- Data -
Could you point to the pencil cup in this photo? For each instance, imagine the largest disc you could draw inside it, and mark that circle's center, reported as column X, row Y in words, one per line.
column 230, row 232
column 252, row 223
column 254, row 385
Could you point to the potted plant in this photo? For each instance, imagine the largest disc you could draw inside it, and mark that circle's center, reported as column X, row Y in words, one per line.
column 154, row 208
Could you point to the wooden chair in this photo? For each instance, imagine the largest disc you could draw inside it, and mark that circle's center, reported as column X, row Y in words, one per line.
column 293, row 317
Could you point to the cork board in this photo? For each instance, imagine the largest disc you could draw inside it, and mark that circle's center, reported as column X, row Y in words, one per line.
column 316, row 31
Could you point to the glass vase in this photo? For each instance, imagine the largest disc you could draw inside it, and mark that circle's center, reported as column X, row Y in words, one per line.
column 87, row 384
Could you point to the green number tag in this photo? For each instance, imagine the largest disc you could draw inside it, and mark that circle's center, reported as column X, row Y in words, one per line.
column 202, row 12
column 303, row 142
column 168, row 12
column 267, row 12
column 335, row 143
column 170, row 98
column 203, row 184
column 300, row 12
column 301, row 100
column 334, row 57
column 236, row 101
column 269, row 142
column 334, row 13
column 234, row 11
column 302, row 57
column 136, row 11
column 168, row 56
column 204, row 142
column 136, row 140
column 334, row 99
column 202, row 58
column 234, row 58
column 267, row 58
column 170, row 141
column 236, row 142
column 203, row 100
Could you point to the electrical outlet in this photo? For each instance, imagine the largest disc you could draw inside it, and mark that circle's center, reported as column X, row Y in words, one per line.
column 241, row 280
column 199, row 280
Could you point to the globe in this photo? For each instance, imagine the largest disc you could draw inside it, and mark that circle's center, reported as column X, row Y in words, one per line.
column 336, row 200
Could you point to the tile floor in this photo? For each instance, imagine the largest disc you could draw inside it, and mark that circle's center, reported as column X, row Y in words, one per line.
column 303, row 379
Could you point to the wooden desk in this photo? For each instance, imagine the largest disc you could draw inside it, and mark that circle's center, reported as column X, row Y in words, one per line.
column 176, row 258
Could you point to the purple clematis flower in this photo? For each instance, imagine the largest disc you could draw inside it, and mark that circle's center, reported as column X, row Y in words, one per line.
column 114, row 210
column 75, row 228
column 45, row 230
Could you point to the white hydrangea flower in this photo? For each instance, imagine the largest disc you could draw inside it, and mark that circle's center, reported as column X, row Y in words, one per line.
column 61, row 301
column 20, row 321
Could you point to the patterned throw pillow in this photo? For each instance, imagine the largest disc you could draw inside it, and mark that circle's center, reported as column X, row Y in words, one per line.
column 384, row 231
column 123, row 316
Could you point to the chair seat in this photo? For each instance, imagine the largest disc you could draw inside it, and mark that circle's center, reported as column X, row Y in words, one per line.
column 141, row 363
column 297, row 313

- Work to be completed -
The response should contain only a verbatim copy of the lines from the line with "Could you point to the patterned" to the final line of the records.

- Result of this exercise -
Could you point to the patterned throw pillow in this photo? For each instance, imagine the largest disc you could draw inside it, and mark that circle's center, reported as column X, row Y in words, one per line.
column 384, row 231
column 123, row 316
Could you point to the chair seat in this photo? For each instance, imagine the largest disc you could draw inside it, and mark that circle's center, reported as column X, row Y in words, one per line.
column 141, row 363
column 297, row 313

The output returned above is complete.